> **Work instruction**
Wherever "vehicle" shows up in the records below, copy the whole line.

(Natural language region descriptions)
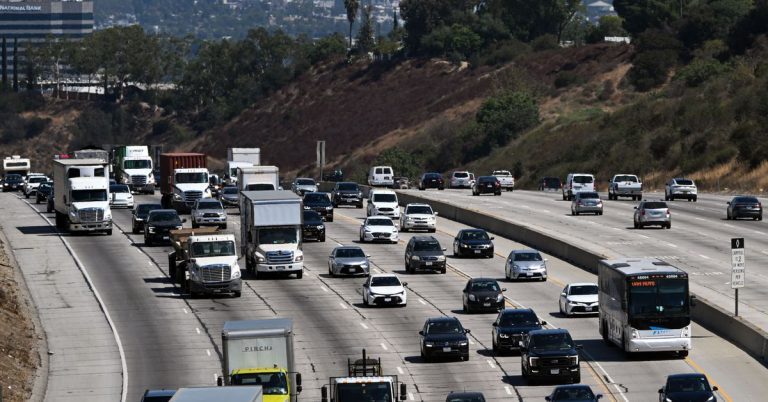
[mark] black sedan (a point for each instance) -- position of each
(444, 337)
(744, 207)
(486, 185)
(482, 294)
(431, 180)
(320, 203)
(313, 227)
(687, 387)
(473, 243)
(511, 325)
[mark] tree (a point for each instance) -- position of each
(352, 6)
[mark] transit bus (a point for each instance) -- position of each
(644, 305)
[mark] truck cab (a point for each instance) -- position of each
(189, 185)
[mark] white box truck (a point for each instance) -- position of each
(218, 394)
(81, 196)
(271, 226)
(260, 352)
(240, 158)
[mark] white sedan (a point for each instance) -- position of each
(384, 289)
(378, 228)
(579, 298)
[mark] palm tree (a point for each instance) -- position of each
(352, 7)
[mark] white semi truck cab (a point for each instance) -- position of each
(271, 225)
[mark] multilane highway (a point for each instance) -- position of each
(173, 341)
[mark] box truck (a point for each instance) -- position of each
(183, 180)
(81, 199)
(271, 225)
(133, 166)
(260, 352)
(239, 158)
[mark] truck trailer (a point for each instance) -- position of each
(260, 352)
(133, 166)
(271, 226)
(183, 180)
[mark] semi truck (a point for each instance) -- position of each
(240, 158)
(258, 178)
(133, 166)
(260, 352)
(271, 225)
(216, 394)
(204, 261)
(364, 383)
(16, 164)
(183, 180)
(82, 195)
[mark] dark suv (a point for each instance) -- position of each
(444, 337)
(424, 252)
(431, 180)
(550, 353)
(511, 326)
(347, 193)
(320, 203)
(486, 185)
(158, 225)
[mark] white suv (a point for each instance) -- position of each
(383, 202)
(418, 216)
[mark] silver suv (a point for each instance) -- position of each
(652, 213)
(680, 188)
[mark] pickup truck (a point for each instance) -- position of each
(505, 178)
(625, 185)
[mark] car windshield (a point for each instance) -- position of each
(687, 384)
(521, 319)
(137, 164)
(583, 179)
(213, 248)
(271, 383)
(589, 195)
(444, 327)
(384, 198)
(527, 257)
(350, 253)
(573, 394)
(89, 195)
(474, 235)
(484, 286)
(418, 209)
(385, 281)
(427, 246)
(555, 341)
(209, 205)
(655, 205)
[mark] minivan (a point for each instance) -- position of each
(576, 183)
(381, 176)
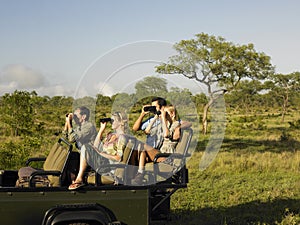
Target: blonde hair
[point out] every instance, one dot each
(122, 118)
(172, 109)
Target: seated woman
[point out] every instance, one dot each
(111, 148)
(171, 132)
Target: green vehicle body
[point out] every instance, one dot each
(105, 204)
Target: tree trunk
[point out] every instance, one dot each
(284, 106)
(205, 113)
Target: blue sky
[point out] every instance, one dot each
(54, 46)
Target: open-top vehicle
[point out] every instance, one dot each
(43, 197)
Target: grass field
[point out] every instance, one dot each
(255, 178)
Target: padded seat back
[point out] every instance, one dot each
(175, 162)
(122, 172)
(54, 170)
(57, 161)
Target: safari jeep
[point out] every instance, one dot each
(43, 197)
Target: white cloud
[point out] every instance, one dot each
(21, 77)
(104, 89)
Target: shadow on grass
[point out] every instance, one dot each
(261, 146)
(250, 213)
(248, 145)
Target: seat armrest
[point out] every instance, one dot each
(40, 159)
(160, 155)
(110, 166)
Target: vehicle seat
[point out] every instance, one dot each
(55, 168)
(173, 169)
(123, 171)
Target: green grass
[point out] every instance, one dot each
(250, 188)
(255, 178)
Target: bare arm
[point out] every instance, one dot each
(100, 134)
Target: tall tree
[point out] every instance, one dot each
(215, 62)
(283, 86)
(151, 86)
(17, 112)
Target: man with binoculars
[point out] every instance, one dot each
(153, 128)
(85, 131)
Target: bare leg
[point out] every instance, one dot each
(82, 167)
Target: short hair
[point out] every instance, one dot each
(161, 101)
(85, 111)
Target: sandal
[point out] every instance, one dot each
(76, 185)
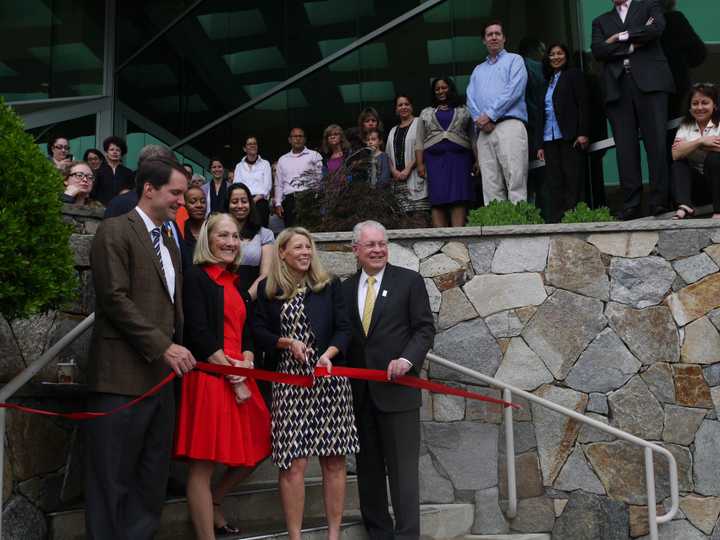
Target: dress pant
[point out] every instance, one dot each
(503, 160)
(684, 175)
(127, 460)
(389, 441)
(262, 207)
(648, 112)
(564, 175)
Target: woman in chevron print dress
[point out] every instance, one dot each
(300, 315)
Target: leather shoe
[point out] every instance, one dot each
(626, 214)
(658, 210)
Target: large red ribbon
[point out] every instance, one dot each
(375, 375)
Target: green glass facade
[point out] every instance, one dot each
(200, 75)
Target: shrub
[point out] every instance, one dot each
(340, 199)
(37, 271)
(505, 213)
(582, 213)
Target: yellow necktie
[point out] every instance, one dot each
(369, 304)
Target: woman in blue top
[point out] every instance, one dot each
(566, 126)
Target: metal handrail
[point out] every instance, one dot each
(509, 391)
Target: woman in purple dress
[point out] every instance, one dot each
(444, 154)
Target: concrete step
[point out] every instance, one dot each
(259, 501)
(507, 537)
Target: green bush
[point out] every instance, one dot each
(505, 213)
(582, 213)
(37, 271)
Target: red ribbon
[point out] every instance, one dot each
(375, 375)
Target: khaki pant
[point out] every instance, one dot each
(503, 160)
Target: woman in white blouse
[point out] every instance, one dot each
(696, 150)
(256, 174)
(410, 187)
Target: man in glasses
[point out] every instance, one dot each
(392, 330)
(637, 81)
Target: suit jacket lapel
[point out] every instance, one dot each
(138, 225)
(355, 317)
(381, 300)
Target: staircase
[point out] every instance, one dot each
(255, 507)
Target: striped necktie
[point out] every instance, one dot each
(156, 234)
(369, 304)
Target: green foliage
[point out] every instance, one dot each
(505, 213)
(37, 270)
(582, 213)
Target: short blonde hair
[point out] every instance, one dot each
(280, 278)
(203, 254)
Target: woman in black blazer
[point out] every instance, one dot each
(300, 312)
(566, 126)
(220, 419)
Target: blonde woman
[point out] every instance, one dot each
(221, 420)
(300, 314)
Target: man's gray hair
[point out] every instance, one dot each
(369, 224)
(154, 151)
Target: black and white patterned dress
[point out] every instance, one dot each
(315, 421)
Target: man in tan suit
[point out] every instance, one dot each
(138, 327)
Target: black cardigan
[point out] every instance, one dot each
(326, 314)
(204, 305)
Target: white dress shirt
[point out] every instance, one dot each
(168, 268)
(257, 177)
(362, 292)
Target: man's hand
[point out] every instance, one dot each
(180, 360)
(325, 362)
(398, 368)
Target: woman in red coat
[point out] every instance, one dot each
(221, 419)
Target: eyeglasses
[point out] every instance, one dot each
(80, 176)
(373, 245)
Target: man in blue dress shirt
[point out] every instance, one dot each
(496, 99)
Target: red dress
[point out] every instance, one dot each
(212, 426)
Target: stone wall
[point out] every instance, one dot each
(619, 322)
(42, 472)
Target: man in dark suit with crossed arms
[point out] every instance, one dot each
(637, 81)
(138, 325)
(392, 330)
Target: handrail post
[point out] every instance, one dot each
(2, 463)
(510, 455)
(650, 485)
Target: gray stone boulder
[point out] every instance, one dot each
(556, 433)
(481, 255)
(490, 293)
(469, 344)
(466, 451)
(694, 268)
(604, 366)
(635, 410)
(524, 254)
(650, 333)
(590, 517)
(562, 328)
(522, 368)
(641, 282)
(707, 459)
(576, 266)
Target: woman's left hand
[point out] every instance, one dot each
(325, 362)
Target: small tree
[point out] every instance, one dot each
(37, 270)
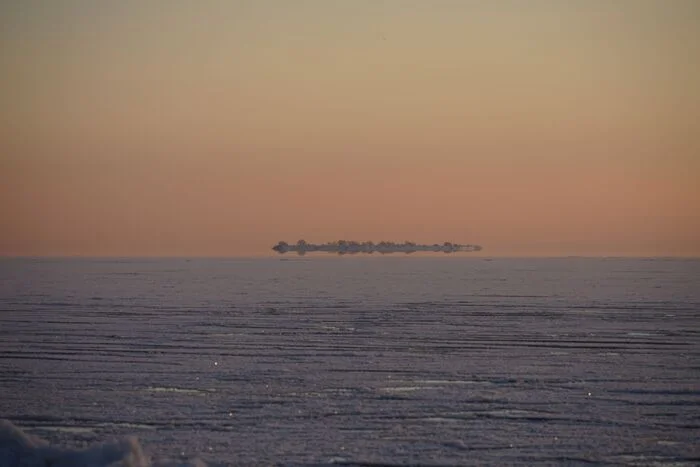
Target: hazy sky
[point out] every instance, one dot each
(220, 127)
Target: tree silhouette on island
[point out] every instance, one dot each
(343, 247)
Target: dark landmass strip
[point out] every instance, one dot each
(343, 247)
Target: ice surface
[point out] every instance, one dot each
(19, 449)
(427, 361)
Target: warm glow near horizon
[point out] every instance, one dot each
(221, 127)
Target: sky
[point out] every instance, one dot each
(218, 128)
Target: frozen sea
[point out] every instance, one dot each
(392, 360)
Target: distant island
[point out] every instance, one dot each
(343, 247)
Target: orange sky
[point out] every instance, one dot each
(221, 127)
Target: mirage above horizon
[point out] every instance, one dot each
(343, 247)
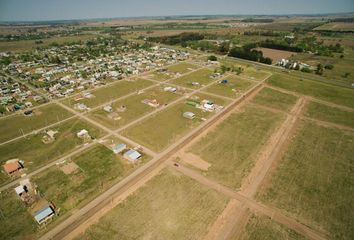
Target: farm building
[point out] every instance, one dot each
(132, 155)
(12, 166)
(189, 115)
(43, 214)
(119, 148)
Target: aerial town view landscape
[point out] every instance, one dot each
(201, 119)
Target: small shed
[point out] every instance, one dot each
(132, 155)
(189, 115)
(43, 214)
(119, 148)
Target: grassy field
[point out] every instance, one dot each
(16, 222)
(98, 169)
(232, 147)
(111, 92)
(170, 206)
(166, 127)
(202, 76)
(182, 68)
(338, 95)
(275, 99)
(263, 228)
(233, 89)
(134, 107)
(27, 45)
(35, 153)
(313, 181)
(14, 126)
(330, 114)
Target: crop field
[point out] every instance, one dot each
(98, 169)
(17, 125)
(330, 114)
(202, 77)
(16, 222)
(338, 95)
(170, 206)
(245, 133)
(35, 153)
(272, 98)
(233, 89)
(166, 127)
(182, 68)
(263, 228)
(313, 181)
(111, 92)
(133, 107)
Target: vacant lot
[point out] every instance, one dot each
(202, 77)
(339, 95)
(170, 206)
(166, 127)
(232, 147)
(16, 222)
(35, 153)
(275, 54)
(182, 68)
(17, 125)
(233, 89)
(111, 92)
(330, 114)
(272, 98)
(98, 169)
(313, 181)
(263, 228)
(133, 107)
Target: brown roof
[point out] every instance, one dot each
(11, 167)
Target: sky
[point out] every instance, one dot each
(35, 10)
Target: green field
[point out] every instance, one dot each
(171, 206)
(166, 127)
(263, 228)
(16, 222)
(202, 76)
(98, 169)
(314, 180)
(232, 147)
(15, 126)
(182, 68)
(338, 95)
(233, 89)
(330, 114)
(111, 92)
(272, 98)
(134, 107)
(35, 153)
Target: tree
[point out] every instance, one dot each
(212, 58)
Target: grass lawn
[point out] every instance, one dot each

> **Answer area**
Target: green vehicle body
Target: open-top vehicle
Target: vehicle seat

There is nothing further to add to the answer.